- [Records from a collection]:
######
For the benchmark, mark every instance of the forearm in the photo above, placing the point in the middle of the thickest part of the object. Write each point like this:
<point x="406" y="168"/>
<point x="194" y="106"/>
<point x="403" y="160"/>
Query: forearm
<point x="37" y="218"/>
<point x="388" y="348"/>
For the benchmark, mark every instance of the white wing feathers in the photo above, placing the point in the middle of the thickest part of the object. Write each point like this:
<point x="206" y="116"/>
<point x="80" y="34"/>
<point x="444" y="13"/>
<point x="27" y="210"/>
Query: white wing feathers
######
- [Task requirements]: Reproduce every line of the material above, requests included, and scale the x and y coordinates in the answer points by 0.3, rounding each result to a whole number with halves rounded up. Leave the numbers in the requests and their sample points unchanged.

- [Reply]:
For the benchmark, mark every instance of the forearm in the photo above, placing the point in the middle of the thickest part of the object. Write each point like this:
<point x="406" y="168"/>
<point x="194" y="106"/>
<point x="403" y="160"/>
Query: forearm
<point x="11" y="65"/>
<point x="116" y="104"/>
For the benchmark, mark every instance of the white wing feathers in the photo above, placing the point in the middle of the thickest part of the object. Write each point like this:
<point x="206" y="116"/>
<point x="80" y="34"/>
<point x="444" y="13"/>
<point x="27" y="210"/>
Query: white wing feathers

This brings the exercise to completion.